§ Tasks to complete:
(1) Write out a passage from the housing article below, beginning at the words "Resets_20071123gifNext year, interest" and stopping after the words "of America Corp.".
(2) Answer these questions using the housing article below.
(a) On the front page of which newspaper was the topic discussed?
(b) Whose data puts the adjustable-rate subprime mortgages set to reset next year at $362 billion?
(c) When did many of the subprime mortgages that drove up the default rate go bad?

§ Document extract:
****************

2008 Housing: Increased Defaults, Decreased Prices

Front page of the WSJ this morning discussing what readers here will recognize as retty old news: A boatload of 2/28 APR mortgages are about to reset next year, and its not going to pretty::

"The subprime mortgage crisis is poised to get much worse.

Resets_20071123gifNext year, interest rates are set to rise — or "reset" — on $362 billion worth of adjustable-rate subprime mortgages, according to data calculated by Bank of America Corp.

While many accounts portray resetting rates as the big factor behind the surge in home-loan defaults and foreclosures this year, that isn’t quite the case. Many of the subprime mortgages that have driven up the default rate went bad in their first year or so, well before their interest rate had a chance to go higher. Some of these mortgages went to speculators who planned to flip their houses, others to borrowers who had stretched too far to make their payments, and still others had some element of fraud.

****************

§ Provided material:
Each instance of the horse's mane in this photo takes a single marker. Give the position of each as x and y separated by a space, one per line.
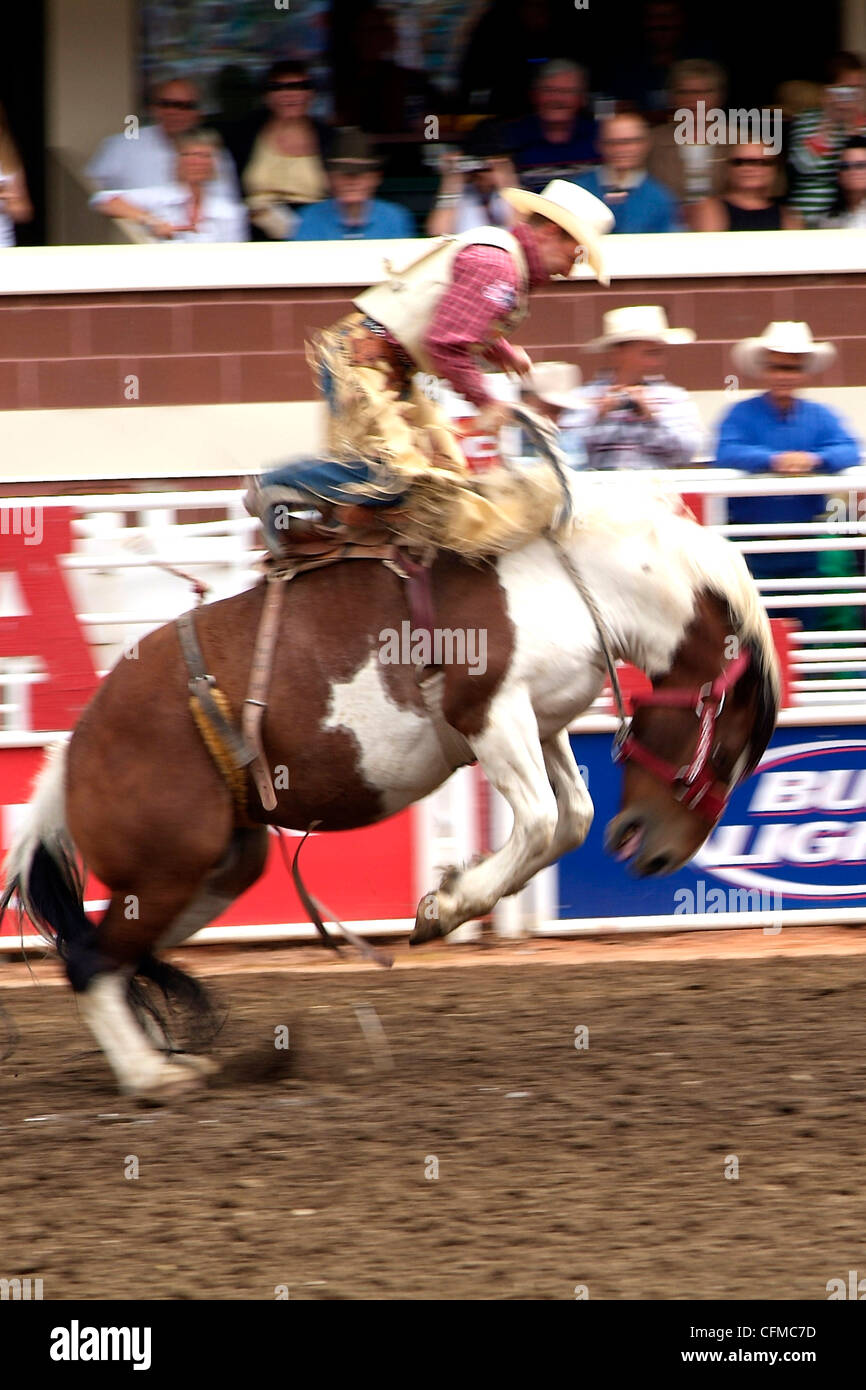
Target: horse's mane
620 506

****************

§ Exercise results:
(1)
Resets_20071123gifNext year, interest rates are set to rise — or "reset" — on $362 billion worth of adjustable-rate subprime mortgages, according to data calculated by Bank of America Corp.

(2)
(a) The WSJ.
(b) Bank of America Corp.
(c) In their first year or so, well before their interest rate had a chance to go higher.